▸ **WRITTEN INSTRUCTION**: Swap "instance" for "occurrence" throughout the items below, and change nothing else.

▸ **Dataset items**:

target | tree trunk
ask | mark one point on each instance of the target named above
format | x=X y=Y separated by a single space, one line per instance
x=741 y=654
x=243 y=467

▸ **TASK RESULT**:
target | tree trunk
ask | mark one point on each occurrence of the target named above
format | x=X y=Y separated by a single space, one line per occurrence
x=741 y=654
x=243 y=467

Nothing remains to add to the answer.